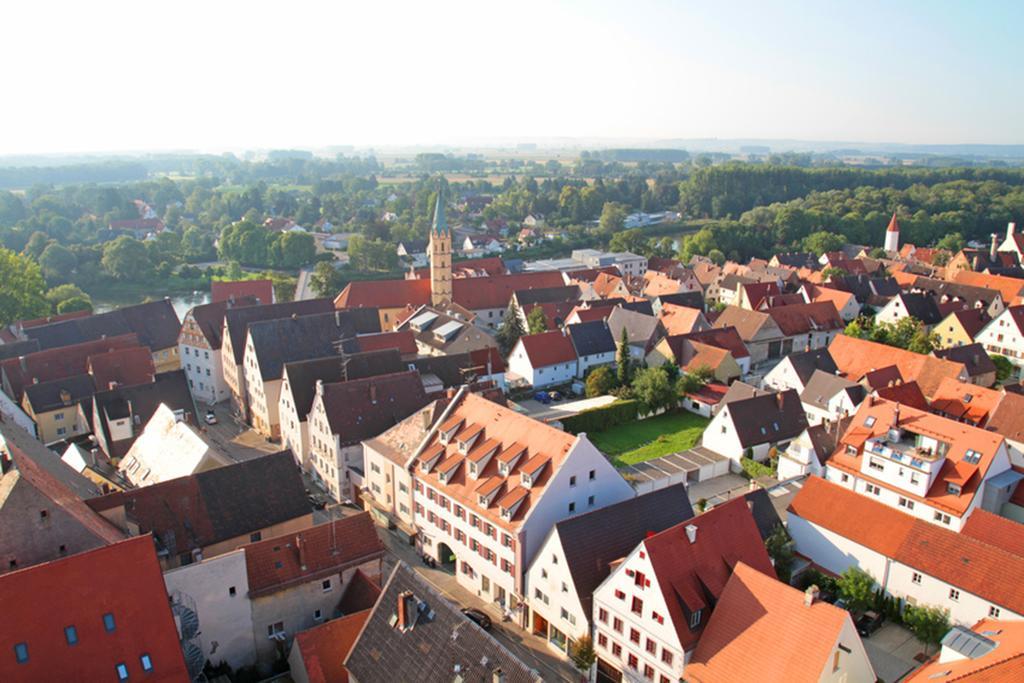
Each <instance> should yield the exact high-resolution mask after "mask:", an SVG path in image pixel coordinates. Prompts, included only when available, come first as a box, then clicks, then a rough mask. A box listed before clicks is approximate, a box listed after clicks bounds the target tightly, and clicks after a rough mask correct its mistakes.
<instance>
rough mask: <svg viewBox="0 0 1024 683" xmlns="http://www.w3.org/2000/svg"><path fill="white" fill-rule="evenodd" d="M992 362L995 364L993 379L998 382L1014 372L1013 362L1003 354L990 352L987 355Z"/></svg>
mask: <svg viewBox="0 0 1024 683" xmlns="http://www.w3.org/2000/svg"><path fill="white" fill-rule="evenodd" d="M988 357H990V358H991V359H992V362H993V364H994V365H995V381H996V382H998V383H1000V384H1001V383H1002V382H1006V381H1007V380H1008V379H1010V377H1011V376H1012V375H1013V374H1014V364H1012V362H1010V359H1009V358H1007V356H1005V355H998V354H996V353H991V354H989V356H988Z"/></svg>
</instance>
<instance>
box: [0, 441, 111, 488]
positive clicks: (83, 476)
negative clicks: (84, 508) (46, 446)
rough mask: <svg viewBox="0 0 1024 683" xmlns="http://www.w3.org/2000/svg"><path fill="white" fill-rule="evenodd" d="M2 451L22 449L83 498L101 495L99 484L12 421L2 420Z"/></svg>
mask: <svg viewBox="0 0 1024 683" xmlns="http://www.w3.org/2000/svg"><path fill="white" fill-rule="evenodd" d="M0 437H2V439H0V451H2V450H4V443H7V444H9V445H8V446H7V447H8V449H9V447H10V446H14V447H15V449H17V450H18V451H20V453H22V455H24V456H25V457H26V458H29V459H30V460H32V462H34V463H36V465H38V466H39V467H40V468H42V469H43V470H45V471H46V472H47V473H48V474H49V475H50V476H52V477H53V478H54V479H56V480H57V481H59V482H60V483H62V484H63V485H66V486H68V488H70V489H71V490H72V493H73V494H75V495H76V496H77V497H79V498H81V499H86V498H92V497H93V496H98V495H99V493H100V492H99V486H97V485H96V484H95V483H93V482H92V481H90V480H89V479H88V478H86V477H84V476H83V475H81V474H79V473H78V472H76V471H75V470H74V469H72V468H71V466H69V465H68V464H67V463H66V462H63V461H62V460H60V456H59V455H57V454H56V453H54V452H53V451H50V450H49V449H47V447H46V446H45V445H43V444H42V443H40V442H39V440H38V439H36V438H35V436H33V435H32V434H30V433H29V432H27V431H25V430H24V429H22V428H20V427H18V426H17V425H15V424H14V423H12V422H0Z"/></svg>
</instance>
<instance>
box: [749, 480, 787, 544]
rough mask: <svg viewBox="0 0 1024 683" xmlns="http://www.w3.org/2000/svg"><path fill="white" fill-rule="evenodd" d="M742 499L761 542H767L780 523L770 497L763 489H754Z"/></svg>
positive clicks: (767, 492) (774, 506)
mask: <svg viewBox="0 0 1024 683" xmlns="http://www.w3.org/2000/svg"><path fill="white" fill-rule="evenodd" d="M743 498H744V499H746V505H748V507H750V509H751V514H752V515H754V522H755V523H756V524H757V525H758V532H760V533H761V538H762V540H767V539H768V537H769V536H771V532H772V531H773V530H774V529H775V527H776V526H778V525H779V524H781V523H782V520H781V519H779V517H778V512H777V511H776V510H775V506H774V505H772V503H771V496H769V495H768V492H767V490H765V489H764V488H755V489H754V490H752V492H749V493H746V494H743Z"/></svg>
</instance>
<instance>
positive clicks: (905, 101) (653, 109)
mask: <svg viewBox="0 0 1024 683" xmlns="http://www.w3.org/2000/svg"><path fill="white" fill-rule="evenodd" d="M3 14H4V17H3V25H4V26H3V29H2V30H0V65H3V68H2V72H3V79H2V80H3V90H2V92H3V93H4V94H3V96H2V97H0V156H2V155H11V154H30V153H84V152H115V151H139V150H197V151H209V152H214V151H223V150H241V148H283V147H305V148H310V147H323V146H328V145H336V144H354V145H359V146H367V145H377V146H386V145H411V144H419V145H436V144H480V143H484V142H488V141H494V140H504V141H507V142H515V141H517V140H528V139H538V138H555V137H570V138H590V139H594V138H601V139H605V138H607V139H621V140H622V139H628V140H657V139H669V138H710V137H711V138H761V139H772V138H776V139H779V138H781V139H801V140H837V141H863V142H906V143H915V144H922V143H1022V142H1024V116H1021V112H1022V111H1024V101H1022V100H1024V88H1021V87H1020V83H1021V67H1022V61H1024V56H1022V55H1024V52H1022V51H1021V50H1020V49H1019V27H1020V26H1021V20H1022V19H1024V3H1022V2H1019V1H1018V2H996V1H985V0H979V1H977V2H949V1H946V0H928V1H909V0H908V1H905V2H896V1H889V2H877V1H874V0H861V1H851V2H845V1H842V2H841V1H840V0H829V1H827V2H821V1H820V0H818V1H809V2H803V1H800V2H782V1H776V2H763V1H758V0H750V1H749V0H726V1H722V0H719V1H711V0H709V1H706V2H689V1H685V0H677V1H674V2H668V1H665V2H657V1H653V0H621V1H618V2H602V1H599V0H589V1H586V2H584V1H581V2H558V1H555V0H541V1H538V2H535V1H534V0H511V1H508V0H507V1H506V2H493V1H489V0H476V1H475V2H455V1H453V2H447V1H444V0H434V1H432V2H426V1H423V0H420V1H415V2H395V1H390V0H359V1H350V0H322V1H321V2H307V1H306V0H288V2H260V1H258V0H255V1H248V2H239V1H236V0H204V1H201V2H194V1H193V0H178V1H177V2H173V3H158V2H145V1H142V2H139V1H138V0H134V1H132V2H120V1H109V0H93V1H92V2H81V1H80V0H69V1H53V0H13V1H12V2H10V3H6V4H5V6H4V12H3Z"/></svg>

...

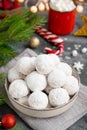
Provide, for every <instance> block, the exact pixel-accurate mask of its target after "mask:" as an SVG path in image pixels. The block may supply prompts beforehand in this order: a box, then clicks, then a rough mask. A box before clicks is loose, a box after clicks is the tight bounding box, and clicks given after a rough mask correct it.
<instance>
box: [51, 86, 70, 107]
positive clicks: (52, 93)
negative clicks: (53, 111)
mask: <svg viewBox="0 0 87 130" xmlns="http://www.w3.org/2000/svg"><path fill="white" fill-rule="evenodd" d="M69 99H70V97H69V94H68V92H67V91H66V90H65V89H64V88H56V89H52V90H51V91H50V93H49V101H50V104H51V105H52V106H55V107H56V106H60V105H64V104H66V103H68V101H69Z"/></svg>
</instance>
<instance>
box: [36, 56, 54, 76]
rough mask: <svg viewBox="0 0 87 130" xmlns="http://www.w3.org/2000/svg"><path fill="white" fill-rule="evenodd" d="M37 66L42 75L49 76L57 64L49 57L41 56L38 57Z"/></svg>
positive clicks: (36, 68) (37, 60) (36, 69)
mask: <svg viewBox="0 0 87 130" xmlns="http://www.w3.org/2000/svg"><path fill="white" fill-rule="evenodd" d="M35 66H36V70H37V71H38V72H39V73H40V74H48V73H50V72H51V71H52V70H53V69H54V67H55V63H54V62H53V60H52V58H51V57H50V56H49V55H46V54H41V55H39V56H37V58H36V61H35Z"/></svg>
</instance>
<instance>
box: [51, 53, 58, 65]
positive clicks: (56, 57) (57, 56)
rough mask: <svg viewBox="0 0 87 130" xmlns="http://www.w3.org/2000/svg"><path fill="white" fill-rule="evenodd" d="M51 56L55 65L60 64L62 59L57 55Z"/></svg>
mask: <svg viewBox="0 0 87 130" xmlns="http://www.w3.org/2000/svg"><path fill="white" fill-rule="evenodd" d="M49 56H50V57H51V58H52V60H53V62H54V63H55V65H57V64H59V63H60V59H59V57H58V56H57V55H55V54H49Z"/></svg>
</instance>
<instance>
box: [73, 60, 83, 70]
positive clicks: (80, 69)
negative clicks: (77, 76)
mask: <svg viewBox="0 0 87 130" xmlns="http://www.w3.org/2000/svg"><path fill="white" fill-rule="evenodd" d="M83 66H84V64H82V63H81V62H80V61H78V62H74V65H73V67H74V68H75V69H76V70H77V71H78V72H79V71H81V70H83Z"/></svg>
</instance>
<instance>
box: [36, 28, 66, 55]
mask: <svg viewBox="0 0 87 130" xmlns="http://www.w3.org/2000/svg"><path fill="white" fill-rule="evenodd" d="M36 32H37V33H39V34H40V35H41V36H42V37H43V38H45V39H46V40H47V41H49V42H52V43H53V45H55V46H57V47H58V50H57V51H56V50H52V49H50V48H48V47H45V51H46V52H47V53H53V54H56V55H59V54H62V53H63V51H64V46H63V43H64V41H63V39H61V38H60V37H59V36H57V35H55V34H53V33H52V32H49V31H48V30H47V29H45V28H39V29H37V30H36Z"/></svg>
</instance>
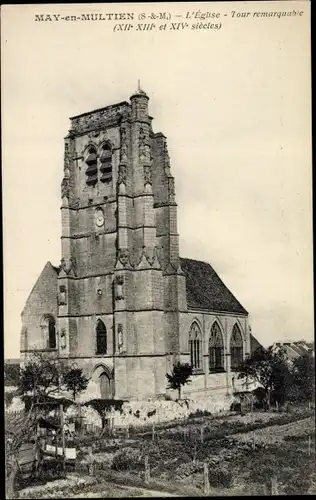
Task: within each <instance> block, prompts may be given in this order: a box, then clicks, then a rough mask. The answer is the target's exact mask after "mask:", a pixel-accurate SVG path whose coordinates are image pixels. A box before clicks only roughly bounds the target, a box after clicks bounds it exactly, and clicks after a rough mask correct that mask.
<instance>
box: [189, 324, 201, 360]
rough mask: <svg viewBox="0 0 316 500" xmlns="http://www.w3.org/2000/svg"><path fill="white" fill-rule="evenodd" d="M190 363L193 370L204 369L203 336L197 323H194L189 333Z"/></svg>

---

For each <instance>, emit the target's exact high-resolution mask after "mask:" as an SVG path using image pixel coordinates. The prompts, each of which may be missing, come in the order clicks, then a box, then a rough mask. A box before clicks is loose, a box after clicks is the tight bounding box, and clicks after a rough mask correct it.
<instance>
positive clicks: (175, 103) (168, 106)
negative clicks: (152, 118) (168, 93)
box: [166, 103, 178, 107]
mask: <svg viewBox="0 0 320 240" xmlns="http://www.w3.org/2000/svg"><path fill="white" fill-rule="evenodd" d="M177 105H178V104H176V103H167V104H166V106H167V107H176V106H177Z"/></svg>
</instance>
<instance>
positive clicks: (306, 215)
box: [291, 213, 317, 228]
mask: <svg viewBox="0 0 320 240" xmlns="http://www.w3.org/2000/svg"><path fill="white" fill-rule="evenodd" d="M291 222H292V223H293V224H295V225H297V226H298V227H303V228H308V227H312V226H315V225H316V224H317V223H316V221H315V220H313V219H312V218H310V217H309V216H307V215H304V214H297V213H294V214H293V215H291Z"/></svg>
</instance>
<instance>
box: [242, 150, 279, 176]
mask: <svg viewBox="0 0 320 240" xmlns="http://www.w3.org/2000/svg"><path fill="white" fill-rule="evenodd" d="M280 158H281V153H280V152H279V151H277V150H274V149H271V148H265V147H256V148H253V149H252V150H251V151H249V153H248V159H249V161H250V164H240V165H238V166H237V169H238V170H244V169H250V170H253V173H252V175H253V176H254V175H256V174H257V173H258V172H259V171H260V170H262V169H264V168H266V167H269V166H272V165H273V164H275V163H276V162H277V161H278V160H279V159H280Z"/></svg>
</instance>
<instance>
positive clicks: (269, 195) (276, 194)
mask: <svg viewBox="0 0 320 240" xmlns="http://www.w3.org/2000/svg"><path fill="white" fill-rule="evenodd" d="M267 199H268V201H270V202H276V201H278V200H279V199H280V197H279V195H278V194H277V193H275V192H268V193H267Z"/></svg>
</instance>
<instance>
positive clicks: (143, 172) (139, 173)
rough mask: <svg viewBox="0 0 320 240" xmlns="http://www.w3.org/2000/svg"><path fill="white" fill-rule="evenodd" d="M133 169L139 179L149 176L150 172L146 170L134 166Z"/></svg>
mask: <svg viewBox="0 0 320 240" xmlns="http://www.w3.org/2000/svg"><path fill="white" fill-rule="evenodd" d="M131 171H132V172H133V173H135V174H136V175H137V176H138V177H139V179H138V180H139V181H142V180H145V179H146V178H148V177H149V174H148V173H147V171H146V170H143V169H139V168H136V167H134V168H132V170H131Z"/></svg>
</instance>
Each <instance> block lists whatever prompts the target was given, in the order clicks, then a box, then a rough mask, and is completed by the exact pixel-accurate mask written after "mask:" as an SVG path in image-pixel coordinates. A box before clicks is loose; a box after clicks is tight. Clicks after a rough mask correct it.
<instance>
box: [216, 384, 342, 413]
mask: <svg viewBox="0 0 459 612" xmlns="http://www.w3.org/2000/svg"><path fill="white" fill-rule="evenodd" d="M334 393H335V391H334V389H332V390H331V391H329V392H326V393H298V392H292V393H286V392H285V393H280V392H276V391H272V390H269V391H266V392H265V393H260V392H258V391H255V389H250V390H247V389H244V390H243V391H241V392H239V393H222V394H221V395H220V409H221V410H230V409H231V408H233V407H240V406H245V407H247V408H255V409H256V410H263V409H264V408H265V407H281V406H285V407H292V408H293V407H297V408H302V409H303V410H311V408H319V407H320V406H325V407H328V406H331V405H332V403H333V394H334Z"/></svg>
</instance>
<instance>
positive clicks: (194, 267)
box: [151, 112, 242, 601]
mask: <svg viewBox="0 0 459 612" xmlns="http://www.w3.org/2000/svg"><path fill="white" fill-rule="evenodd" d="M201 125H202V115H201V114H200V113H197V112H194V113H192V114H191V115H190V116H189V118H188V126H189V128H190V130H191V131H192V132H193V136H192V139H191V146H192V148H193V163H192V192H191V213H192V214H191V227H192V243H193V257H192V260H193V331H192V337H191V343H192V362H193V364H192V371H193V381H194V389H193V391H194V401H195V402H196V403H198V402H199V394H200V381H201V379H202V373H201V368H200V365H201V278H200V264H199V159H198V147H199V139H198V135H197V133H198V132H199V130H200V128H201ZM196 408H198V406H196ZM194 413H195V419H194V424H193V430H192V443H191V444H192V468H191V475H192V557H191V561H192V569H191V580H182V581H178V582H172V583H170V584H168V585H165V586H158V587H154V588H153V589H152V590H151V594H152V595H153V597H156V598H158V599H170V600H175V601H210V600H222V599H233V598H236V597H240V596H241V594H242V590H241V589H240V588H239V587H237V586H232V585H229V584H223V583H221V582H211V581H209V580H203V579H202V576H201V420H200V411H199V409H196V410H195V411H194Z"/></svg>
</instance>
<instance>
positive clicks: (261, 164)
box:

▶ [PROMPT]:
Which lines in the rows above contain the word "high"? Copy each of them in full.

▶ [OUTPUT]:
Each <instance> should yield the exact high-resolution mask after "mask:", an SVG path in image pixel coordinates. Prompts, included only when available, come first as a box, then clicks, then a rough mask. A box listed before clicks is approximate, a box listed after clicks bounds the target tightly, and clicks after a rough mask correct its mistakes.
For each <instance>, emit the target's exact high-resolution mask after "mask:" as an SVG path using image pixel coordinates. The prompts, each of which may be missing, come in the order clicks, then a box, then a rough mask. A box before clicks is loose, a box after clicks is the tight bounding box, and clicks after a rough mask correct it.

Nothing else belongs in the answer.